• _Exercise directions_: Beginning with the line that contains "Each instance gets a single point. Label the windshield", extract each line through the end of the listing below, with no additions or omissions.

• _The records_:
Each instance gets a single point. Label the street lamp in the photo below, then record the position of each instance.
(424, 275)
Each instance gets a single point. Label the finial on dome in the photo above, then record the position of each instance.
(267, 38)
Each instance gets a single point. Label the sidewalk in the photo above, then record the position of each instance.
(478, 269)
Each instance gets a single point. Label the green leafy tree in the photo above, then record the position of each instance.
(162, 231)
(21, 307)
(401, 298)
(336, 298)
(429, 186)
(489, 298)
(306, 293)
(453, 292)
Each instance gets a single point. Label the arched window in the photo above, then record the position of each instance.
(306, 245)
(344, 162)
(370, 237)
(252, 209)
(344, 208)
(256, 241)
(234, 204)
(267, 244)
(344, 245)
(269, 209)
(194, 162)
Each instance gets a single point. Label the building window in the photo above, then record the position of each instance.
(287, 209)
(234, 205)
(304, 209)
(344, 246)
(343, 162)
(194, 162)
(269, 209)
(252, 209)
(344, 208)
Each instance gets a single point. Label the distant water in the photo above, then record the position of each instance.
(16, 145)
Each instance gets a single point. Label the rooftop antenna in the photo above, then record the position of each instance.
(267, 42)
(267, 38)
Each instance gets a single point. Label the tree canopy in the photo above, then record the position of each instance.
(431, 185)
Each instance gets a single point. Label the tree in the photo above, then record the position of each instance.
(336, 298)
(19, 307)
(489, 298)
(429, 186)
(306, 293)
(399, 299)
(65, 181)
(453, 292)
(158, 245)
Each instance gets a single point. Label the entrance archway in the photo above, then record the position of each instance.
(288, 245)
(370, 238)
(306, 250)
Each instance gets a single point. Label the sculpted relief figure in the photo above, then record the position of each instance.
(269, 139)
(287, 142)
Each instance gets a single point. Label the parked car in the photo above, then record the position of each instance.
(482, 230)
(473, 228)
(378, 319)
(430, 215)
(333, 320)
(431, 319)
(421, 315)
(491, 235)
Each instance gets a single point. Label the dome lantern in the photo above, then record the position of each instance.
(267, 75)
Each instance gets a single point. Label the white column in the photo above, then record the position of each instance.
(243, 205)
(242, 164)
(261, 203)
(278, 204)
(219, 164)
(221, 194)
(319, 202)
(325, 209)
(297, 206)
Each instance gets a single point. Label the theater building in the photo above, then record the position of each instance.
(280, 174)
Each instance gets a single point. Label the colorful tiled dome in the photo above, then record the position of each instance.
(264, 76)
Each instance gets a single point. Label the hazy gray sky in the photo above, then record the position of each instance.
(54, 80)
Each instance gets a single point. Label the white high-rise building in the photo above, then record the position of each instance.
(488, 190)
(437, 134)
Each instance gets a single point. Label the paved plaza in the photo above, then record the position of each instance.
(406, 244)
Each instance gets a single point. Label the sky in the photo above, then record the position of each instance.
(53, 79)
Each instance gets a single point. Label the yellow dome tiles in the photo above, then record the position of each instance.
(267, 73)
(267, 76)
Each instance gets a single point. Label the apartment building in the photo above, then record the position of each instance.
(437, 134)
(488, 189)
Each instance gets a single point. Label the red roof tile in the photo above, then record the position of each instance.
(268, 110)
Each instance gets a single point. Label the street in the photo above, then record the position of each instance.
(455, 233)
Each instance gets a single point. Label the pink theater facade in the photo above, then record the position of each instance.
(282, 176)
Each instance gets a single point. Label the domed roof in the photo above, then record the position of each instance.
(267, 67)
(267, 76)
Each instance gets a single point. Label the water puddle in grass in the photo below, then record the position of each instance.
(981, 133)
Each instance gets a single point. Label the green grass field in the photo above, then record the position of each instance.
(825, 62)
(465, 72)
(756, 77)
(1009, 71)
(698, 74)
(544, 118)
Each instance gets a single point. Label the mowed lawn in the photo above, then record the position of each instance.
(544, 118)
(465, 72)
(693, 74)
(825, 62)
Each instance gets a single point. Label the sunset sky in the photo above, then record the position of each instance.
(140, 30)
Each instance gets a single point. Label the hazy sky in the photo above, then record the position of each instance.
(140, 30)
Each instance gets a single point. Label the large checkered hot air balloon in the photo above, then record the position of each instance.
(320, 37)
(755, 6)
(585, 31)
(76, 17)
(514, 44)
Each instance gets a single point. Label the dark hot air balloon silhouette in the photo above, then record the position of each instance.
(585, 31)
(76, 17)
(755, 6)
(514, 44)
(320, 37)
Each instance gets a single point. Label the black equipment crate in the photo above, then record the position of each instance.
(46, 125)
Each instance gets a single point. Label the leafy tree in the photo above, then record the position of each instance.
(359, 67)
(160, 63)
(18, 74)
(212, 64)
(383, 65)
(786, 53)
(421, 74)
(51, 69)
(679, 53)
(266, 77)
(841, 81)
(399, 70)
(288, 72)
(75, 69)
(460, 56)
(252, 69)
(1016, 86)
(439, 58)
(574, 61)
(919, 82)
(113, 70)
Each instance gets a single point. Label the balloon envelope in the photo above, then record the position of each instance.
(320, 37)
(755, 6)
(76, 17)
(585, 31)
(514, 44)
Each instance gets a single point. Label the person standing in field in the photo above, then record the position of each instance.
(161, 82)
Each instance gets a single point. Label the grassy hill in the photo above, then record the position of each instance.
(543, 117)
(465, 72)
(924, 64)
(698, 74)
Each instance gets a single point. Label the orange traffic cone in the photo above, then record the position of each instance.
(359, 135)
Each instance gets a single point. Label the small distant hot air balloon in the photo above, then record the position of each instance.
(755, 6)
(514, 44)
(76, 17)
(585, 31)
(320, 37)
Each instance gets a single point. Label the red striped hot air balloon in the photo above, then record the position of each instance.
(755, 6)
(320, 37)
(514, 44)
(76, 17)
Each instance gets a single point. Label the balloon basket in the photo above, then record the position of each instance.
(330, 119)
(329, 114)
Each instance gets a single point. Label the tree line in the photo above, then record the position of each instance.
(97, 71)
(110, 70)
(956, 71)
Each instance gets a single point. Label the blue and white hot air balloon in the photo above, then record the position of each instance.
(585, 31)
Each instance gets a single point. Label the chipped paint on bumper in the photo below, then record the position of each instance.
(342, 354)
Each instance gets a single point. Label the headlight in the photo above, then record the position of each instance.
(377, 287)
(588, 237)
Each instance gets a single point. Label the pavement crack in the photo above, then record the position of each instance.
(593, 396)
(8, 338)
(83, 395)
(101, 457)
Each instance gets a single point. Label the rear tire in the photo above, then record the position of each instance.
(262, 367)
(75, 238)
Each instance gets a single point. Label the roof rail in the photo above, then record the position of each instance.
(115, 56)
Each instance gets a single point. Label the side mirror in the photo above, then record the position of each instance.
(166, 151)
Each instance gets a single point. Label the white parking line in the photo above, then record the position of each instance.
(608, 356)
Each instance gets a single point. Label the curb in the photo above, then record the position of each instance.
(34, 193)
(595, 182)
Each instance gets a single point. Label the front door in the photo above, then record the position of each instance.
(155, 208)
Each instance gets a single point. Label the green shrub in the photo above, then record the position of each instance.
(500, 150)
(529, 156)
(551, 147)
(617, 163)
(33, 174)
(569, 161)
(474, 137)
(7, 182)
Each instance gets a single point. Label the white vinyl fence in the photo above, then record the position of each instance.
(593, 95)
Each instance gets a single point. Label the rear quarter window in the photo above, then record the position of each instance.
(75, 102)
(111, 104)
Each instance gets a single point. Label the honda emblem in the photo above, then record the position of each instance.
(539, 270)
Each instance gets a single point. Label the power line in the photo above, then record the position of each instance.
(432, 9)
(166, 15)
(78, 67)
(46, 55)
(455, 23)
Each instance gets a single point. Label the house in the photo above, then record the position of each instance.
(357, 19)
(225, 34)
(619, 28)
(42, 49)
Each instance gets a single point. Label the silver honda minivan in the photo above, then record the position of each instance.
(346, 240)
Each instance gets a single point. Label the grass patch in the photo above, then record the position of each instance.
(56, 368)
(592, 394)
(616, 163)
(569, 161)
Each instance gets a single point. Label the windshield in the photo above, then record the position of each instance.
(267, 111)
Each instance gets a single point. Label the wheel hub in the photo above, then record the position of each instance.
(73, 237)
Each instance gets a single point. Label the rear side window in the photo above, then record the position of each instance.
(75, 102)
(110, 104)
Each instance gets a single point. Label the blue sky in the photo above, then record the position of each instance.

• _Answer section_:
Each instance gets a single point. Label the windshield in the photo above, then record the position of each instance.
(267, 111)
Each instance gets a single point. Label the wheel hub in the photo above, then record the position of each instance.
(73, 237)
Each instance gets a single point. Label the rear side window in the photo above, then record the position of each instance.
(75, 102)
(110, 104)
Each instance gets a single point. Label the blue sky in the photo above, then record the position of each instance.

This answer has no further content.